Давайте решимся высказать правду: ленинский переворот 1917 года — это не
"Великая Октябрьская социалистическая революция", а Октябрьская контрреволюция.
Именно она явилась поворотным пунктом в истории русской антифеодальной
революции. Именно после нее было сведено на нет все достигнутое в борьбе против
застарелых феодальных структур в России. Как иначе, если не как контрреволюцию,
можно рассматривать октябрьский переворот 1917 года, заменивший в России
рождавшуюся демократию диктатурой? Разве не показали последовавшие десятилетия,
что победила реакция, а не прогресс?
Через пару дней после переворота, в конце 1917 года, русская поэтесса Зинаида
Гиппиус откликнулась на это событие пророческим стихотворением:
Какому дьяволу, какому псу в угоду,
Каким кромешным обуянный сном
Народ, безумствуя, убил свою свободу
И даже не убил - засек кнутом!
Смеются дьяволы и псы над рабьей свалкой,
Смеются пушки, разевая рты,
И скоро в прежний хлев ты будешь загнан палкой,
Народ, не уважающий святынь.
Так и произошло.
Советские историки заунывно твердят, будто в октябре 1917 года было свергнуто
некое "правительство помещиков и капиталистов". А ведь это ложь, в
действительности ленинцы свергли революционное правительство двух
социалистических партий: социалистов-революционеров (эсеров) и социал-демократов
(меньшевиков); никакая иная партия в правительство не входила. Избранное
населением страны Учредительное собрание, в котором абсолютное большинство
составляли представители этих же социалистических партий, было разогнано
ленинцами. Была создана тайная политическая полиция ЦК, и установлен режим
государственного террора. Была ликвидирована свобода печати. Согласившиеся
вначале войти в ленинское правительство левые эсеры уже через 4 месяца покинули
его, а еще через три месяца демонстративно подняли восстание в Москве - как
безнадежный крик протеста против наступившей реакции. Затем началась гражданская
война.
Советская пропаганда представляет гражданскую войну как продолжение революции.
Перекидывается мостик от ленинского лозунга "Превратить войну империалистическую
в войну гражданскую" к гражданской войне в России. А ведь мостика нет. Придя к
власти, Ильич трепетал перед перспективой гражданской войны. "Мы не хотим
гражданской войны... Мы против гражданской войны",- твердил он [61].

(Задания):
a) Поясните в одном–трёх предложениях, на каком основании в тексте об октябрьском перевороте 1917 года утверждение о свержении «правительства помещиков и капиталистов» названо ложью.
b) Соберите из листинга все строки, где встречается слово «building».

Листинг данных
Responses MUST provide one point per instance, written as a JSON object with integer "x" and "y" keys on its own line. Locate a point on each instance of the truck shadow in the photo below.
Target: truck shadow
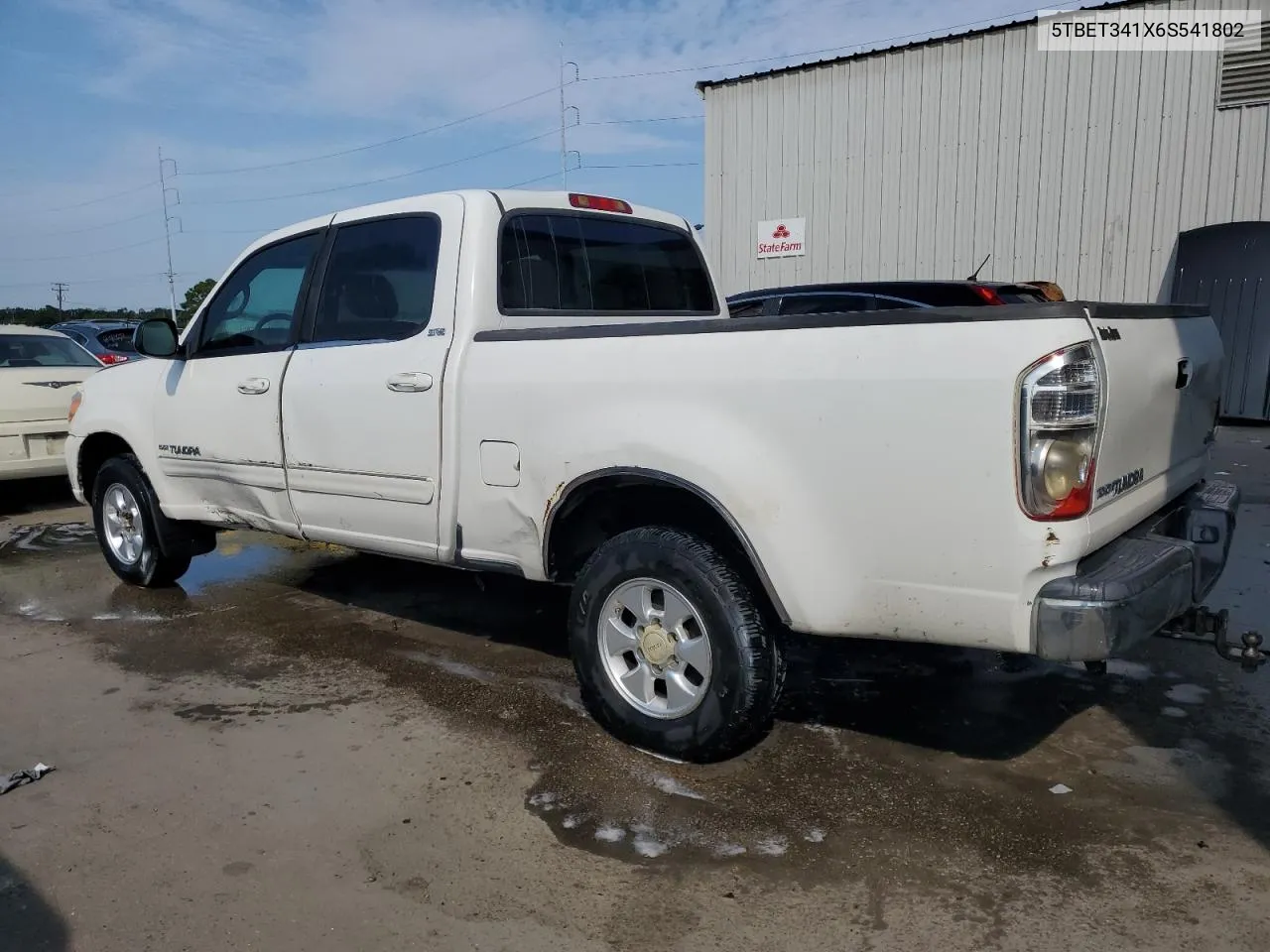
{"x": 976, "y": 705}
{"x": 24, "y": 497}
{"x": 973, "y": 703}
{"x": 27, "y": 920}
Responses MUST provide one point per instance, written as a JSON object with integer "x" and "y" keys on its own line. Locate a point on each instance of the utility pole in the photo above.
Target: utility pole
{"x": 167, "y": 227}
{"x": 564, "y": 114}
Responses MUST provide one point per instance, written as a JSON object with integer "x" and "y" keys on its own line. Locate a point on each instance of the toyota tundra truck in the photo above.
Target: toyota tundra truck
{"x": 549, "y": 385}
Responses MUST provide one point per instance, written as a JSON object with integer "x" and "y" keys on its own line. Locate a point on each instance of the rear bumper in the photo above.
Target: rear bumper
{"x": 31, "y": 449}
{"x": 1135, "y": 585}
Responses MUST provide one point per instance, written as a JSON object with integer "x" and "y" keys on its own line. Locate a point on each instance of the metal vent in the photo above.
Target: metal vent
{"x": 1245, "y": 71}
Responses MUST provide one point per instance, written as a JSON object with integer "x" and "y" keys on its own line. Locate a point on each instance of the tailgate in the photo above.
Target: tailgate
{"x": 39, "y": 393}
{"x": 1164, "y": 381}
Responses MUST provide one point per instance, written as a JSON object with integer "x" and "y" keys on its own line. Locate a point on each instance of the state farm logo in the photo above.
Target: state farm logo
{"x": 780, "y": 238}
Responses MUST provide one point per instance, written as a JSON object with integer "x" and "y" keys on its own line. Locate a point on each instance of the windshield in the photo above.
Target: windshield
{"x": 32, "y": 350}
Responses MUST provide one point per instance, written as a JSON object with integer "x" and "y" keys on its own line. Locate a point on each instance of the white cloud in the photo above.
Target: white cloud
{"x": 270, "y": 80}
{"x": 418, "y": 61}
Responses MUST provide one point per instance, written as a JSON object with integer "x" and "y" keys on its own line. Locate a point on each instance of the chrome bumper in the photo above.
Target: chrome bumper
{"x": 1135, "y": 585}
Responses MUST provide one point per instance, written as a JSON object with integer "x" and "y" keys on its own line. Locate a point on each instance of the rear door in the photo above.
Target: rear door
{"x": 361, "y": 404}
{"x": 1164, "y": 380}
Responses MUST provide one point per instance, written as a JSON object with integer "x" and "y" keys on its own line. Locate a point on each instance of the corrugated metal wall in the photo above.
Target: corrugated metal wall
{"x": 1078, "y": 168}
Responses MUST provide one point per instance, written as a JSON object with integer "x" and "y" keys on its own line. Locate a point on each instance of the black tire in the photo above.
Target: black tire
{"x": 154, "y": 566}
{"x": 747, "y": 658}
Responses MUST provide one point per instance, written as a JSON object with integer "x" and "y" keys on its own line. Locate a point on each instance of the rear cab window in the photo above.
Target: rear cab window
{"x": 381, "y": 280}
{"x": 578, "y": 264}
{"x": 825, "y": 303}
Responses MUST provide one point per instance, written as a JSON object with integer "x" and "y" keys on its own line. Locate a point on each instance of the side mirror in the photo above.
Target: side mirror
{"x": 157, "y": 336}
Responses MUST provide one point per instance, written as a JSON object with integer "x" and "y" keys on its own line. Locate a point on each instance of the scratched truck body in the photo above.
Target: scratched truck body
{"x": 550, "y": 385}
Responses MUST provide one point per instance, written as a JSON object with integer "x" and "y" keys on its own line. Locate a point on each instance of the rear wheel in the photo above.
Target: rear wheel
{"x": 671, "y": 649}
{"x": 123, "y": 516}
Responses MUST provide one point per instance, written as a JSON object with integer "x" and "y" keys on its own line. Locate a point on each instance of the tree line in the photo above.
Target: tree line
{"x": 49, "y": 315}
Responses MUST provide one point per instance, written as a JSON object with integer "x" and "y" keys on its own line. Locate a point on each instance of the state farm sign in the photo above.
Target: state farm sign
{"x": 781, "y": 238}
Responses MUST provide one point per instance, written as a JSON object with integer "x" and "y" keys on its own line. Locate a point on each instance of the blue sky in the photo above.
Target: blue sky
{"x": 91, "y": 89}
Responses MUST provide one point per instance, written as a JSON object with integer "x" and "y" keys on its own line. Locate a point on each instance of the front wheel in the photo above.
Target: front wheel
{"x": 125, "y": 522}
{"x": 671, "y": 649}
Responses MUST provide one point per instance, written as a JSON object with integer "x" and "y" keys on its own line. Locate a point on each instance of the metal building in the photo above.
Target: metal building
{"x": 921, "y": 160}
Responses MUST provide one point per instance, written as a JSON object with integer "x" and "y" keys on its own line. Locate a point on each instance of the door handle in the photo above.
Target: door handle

(Ожидаемые результаты):
a) По словам текста, ленинцы в действительности свергли революционное правительство двух социалистических партий: социалистов-революционеров (эсеров) и социал-демократов (меньшевиков). Никакая иная партия в это правительство не входила.

b)
Responses MUST provide one point per instance, written as a JSON object with integer "x" and "y" keys on its own line. Locate a point on each instance of the metal building in the photo above.
Target: metal building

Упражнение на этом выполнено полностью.